Up to and including the line containing "box: [214, 131, 242, 159]", set down each line of the entries below exactly, starting from the first, and leave out the rest.

• **Task input**
--- --- ---

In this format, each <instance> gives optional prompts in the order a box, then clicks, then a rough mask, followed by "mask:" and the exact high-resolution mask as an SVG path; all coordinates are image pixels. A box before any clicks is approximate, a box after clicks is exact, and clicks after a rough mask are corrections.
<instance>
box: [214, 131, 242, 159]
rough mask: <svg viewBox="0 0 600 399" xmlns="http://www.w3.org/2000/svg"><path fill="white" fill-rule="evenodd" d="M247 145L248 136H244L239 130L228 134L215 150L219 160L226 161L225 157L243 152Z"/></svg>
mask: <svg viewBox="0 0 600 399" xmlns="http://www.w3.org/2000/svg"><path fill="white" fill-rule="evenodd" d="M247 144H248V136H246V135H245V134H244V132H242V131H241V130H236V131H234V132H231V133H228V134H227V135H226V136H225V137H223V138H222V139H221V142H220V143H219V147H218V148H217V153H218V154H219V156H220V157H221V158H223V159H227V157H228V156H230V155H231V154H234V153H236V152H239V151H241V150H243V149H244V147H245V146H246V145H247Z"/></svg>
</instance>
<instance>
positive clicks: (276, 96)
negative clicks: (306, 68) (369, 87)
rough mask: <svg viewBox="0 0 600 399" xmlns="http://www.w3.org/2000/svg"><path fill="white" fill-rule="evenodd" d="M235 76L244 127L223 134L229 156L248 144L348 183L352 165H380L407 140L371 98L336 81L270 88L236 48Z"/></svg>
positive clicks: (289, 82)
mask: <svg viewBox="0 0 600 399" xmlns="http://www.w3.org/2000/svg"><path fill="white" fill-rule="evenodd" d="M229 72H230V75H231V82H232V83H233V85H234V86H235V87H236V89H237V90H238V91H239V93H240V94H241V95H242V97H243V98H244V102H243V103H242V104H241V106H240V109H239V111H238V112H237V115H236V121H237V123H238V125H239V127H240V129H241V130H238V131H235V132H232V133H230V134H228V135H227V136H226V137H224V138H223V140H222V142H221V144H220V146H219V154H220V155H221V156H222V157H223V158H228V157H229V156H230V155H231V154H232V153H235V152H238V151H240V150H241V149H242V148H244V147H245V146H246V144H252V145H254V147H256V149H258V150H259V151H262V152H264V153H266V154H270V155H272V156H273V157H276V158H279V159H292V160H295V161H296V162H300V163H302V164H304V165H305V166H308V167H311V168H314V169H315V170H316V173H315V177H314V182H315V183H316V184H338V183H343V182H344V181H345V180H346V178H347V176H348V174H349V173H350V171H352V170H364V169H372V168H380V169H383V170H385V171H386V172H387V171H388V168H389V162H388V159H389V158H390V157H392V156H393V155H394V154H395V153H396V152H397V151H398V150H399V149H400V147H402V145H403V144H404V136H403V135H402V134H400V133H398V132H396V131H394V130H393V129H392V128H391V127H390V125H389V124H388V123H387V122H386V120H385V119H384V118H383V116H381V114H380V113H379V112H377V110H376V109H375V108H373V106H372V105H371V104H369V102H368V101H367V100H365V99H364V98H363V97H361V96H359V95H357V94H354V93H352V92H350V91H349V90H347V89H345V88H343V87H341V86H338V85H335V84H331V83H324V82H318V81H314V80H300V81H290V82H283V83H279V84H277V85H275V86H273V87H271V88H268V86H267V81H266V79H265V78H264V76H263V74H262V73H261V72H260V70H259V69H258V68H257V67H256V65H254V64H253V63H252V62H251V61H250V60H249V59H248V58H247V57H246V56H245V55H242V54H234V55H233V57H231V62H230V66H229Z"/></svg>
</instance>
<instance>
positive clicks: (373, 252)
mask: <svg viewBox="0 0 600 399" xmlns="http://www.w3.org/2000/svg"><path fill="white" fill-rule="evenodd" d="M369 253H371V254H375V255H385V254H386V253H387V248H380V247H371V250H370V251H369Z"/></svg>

--- --- ---

• **Task answer**
In this format, each <instance> gives optional prompts in the order a box, then clicks, then a rough mask, followed by "mask:" and the exact high-resolution mask as an SVG path; all coordinates are image pixels. A box before any clicks is approximate, a box after clicks is exact, and clicks after a rough mask are corrections.
<instance>
box: [214, 131, 242, 159]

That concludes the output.